WRITTEN EXERCISE A - According to the passage on Aşıkpaşazade, which span of years does his chronological history of the Ottoman Empire cover?
WRITTEN EXERCISE B - Write out the passage on Aşıkpaşazade word for word, starting with "Dervish Ahmed (;" and going on through "work Tevārīḫ-i Āl-i ʿOsmān.".
WRITTEN EXERCISE C - Resume the passage on Aşıkpaşazade with new text that follows its final sentence.

SOURCE EXCERPT -
= = = = =
Dervish Ahmed (; "Ahmed the Dervish; 1400–1484), better known by his pen name Âşıki or family name Aşıkpaşazade, was an Ottoman historian, a prominent representative of the early Ottoman historiography. He was a descendant (the great-grandson) of mystic poet dervish Aşık Pasha (1272–1333). He was born in the region of Amasya and studied in various Anatolian towns before going to Hajj and stayed some time in Egypt. He later took part in various Ottoman campaigns, such as the Battle of Kosovo (1448), Fall of Constantinople and witnessed the circumcision festivities of Mustafa and Bayezid II the sons of Mehmed the Conqueror. Later in his life he started to write his famous history work Tevārīḫ-i Āl-i ʿOsmān.

Works
His main works are known under two names: Menâkıb-ı Âli-i Osman and Tevārīḫ-i Āl-i ʿOsmān. The works deals with Ottoman history from the beginning of the Ottoman state until the time of Mehmed II. It is a chronological history of the Ottoman Empire between the years 1298 and 1472. The work is written in Ottoman Turkish and is partially based on older Ottoman sources, it is more detailed at the events he witnessed personally. His work was used by later Ottoman historians and became a fashion.
= = = = =
LISTED ENTRIES -

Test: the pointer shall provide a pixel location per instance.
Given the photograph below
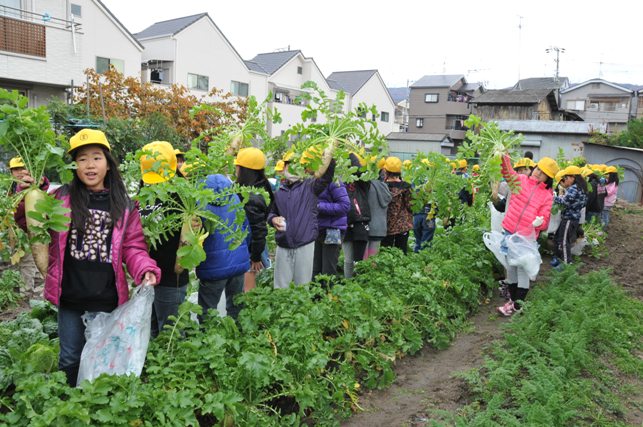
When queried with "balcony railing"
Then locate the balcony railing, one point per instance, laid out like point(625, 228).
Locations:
point(24, 32)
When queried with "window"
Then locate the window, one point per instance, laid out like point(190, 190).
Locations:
point(76, 10)
point(431, 97)
point(102, 64)
point(198, 82)
point(576, 105)
point(239, 88)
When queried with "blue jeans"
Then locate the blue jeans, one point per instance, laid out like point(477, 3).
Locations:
point(167, 300)
point(423, 230)
point(71, 331)
point(210, 293)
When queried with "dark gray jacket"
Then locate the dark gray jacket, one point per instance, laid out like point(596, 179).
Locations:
point(379, 196)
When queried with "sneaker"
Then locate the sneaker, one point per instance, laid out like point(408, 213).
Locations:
point(507, 310)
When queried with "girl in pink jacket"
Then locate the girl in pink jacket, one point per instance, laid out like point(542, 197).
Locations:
point(85, 272)
point(527, 214)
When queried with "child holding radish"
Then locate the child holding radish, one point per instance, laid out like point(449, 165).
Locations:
point(85, 272)
point(160, 164)
point(527, 215)
point(23, 180)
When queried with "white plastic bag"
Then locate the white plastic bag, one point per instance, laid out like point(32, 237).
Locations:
point(116, 342)
point(523, 252)
point(554, 222)
point(496, 218)
point(493, 242)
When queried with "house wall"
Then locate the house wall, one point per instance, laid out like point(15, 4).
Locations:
point(99, 36)
point(631, 160)
point(214, 58)
point(434, 114)
point(374, 93)
point(588, 93)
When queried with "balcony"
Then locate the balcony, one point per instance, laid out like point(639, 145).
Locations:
point(24, 32)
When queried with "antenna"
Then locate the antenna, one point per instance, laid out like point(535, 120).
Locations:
point(519, 42)
point(558, 51)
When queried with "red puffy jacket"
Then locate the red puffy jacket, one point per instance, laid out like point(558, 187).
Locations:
point(533, 200)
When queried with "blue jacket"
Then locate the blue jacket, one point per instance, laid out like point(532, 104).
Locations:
point(221, 262)
point(573, 202)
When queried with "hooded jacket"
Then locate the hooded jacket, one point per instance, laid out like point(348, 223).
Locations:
point(221, 262)
point(534, 199)
point(127, 246)
point(297, 203)
point(333, 206)
point(379, 197)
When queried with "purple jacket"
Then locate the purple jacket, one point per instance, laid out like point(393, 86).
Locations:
point(297, 203)
point(128, 246)
point(333, 207)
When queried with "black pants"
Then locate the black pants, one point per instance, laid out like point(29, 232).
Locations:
point(400, 241)
point(326, 256)
point(564, 238)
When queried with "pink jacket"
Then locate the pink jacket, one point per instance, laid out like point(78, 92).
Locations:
point(128, 246)
point(612, 190)
point(533, 200)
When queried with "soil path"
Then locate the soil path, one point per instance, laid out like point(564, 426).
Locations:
point(425, 383)
point(425, 380)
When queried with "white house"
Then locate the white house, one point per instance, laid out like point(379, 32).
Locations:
point(193, 52)
point(283, 74)
point(46, 45)
point(368, 87)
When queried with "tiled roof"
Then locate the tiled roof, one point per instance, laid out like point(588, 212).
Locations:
point(443, 80)
point(349, 81)
point(271, 62)
point(169, 27)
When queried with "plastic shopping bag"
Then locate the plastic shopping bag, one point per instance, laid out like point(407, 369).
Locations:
point(523, 252)
point(116, 342)
point(493, 242)
point(496, 218)
point(554, 222)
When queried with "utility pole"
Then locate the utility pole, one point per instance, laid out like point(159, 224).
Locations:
point(558, 51)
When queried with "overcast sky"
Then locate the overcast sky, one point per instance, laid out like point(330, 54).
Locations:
point(406, 39)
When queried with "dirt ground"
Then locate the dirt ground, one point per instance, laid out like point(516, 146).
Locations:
point(425, 383)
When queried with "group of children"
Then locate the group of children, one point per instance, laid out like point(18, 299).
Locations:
point(313, 217)
point(528, 211)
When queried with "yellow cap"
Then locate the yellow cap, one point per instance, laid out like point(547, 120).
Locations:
point(310, 154)
point(288, 156)
point(393, 165)
point(251, 158)
point(548, 166)
point(525, 162)
point(559, 176)
point(572, 170)
point(585, 171)
point(159, 162)
point(88, 137)
point(16, 162)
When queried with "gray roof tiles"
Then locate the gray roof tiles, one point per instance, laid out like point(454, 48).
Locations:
point(512, 96)
point(443, 80)
point(271, 62)
point(169, 27)
point(349, 81)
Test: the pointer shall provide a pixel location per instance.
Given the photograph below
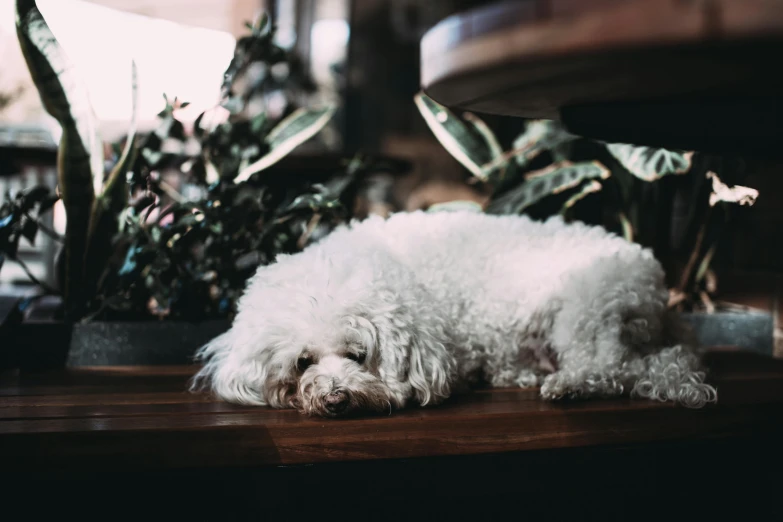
= = = = =
TASK OUTPUT A - 1298 to 1472

TASK OUTPUT B -
Dervish Ahmed (; "Ahmed the Dervish; 1400–1484), better known by his pen name Âşıki or family name Aşıkpaşazade, was an Ottoman historian, a prominent representative of the early Ottoman historiography. He was a descendant (the great-grandson) of mystic poet dervish Aşık Pasha (1272–1333). He was born in the region of Amasya and studied in various Anatolian towns before going to Hajj and stayed some time in Egypt. He later took part in various Ottoman campaigns, such as the Battle of Kosovo (1448), Fall of Constantinople and witnessed the circumcision festivities of Mustafa and Bayezid II the sons of Mehmed the Conqueror. Later in his life he started to write his famous history work Tevārīḫ-i Āl-i ʿOsmān.

TASK OUTPUT C -
Criticism 
According to Halil Inalcik, in his works Aşıkpaşazade twisted his interpretation of the actual events to match his preconceptions. It was typical for him to simply merge two different stories to forge a new description of the battle. Some parts of "Cosmorama" or "Cihan-Nümâ", written by Neşri who was another prominent representative of early Ottoman Historiography, were based on the work of Aşıkpaşazade.

References

Bibliography
 Aşıkpaşazade: Vom Hirtenzelt zur hohen Pforte; Frühzeit und Aufstieg des Osmanenreiches nach der Chronik "Denkwürdigkeiten und Zeitläufte des Hauses ʻOsman" vom Derwisch Ahmed, genannt ʻAsik-Paşa-Sohn. Trans. Richard F. Kreutel. Graz: Styria, 1959.
 Franz Babinger. Die Geschichtsschreiber der Osmanen und ihre Werke. Leipzig 1927, p. 35–38.
 Cemal Kafadar. Between Two Worlds: The Construction of the Ottoman State. Berkeley, 1995.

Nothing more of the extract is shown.